Data listing:
___
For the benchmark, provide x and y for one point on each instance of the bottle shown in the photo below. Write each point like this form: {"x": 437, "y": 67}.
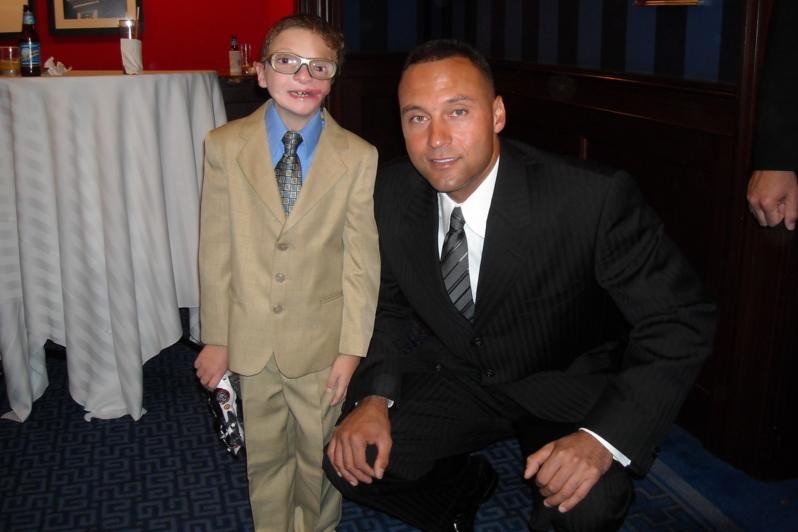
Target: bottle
{"x": 235, "y": 57}
{"x": 30, "y": 59}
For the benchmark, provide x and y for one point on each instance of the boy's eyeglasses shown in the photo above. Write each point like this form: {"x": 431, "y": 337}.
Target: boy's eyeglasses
{"x": 287, "y": 63}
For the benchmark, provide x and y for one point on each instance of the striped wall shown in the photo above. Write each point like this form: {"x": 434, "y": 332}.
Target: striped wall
{"x": 699, "y": 43}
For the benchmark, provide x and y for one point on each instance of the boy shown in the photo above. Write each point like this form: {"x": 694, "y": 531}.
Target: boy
{"x": 289, "y": 268}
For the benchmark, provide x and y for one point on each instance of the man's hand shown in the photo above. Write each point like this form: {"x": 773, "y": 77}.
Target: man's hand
{"x": 340, "y": 374}
{"x": 567, "y": 469}
{"x": 211, "y": 364}
{"x": 773, "y": 197}
{"x": 367, "y": 424}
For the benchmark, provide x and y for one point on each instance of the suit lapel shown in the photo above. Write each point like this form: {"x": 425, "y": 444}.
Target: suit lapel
{"x": 256, "y": 166}
{"x": 420, "y": 241}
{"x": 507, "y": 233}
{"x": 327, "y": 168}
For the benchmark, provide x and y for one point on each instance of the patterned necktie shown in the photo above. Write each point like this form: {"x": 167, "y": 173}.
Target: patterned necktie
{"x": 454, "y": 265}
{"x": 288, "y": 171}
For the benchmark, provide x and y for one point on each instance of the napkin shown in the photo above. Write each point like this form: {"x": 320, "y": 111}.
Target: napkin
{"x": 55, "y": 69}
{"x": 131, "y": 55}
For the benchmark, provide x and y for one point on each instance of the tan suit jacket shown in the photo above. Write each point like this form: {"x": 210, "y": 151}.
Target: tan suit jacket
{"x": 303, "y": 288}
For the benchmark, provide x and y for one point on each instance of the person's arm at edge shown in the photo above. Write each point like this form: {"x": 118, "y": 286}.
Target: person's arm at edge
{"x": 214, "y": 266}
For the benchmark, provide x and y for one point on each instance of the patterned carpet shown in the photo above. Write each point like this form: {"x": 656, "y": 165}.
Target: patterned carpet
{"x": 168, "y": 472}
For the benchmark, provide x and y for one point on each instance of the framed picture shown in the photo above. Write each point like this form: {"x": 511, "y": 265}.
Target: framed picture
{"x": 91, "y": 17}
{"x": 11, "y": 18}
{"x": 650, "y": 3}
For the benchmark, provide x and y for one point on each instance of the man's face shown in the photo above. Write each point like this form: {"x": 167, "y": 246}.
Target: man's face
___
■ Exercise aim:
Can you recast all of the data above as a JSON list of strings, with one string per line? Leave out blank lines and the pictures.

■ Answer to this problem:
[
  "For the benchmark, provide x and y for one point on each instance of the bottle shown in the photo below. Write each point like this form: {\"x\": 437, \"y\": 67}.",
  "Target: bottle",
  "{\"x\": 235, \"y\": 57}",
  "{\"x\": 30, \"y\": 59}",
  "For the benchmark, provide x and y for one point on each instance of the boy's eyeglasses shown in the photo above. Write each point like this form: {\"x\": 431, \"y\": 337}.",
  "Target: boy's eyeglasses",
  "{\"x\": 287, \"y\": 63}",
  "For the benchmark, provide x and y for one point on each instance of the striped wall shown in the photo above. Write each point like this form: {\"x\": 434, \"y\": 332}.",
  "Target: striped wall",
  "{\"x\": 699, \"y\": 43}",
  "For the benchmark, provide x and y for one point on each instance of the boy shown in the photo above. Write each point like this form: {\"x\": 694, \"y\": 531}.",
  "Target: boy",
  "{\"x\": 289, \"y\": 268}",
  "For the benchmark, provide x and y for one point on each instance of the man's hand shown in the photo above. Write each point like this form: {\"x\": 773, \"y\": 77}.",
  "Target: man's hand",
  "{\"x\": 340, \"y\": 374}",
  "{\"x\": 567, \"y\": 469}",
  "{\"x\": 211, \"y\": 364}",
  "{\"x\": 773, \"y\": 197}",
  "{\"x\": 367, \"y\": 424}",
  "For the benchmark, provide x and y for one point on each instance of the suit lapel shown in the photo above. Write each point like this form: {\"x\": 425, \"y\": 444}.",
  "Target: suit lapel",
  "{\"x\": 256, \"y\": 166}",
  "{\"x\": 420, \"y\": 241}",
  "{\"x\": 507, \"y\": 233}",
  "{\"x\": 327, \"y\": 168}",
  "For the benchmark, provide x and y for one point on each instance of the patterned necktie shown in the photo above. Write each point like this form: {\"x\": 167, \"y\": 173}.",
  "Target: patterned necktie",
  "{\"x\": 454, \"y\": 265}",
  "{\"x\": 288, \"y\": 171}",
  "For the benchmark, provide x and y for one point on each instance of the napkin shown in the photo above. Write each point like this form: {\"x\": 320, \"y\": 111}.",
  "Target: napkin",
  "{\"x\": 55, \"y\": 69}",
  "{\"x\": 131, \"y\": 55}",
  "For the benchmark, provide x and y for one point on each instance of the tan suit jacket shown in the photo above. Write each point like this form: {\"x\": 210, \"y\": 151}.",
  "Target: tan suit jacket",
  "{\"x\": 303, \"y\": 288}",
  "For the benchmark, provide x and y for one point on each instance of the person's arm at edge shown in the photo above. Write each point like this form: {\"x\": 118, \"y\": 286}.",
  "Target: person's arm at edge",
  "{\"x\": 214, \"y\": 266}",
  "For the benchmark, provide x and y for one point on each instance of the patterned carpet shown in the photo above. Write each point like this form: {\"x\": 656, \"y\": 165}.",
  "Target: patterned carpet",
  "{\"x\": 168, \"y\": 472}",
  "For the benchmark, provide x and y for one point on each instance of the framed picture shown in the photo above. Write each point like this form: {\"x\": 511, \"y\": 265}.",
  "Target: framed picture",
  "{\"x\": 91, \"y\": 17}",
  "{\"x\": 11, \"y\": 18}",
  "{\"x\": 650, \"y\": 3}",
  "For the benchmark, provide x and y for one point on each instance of the man's face shown in the photo above. Write each point like this form: {\"x\": 167, \"y\": 246}.",
  "Target: man's face"
]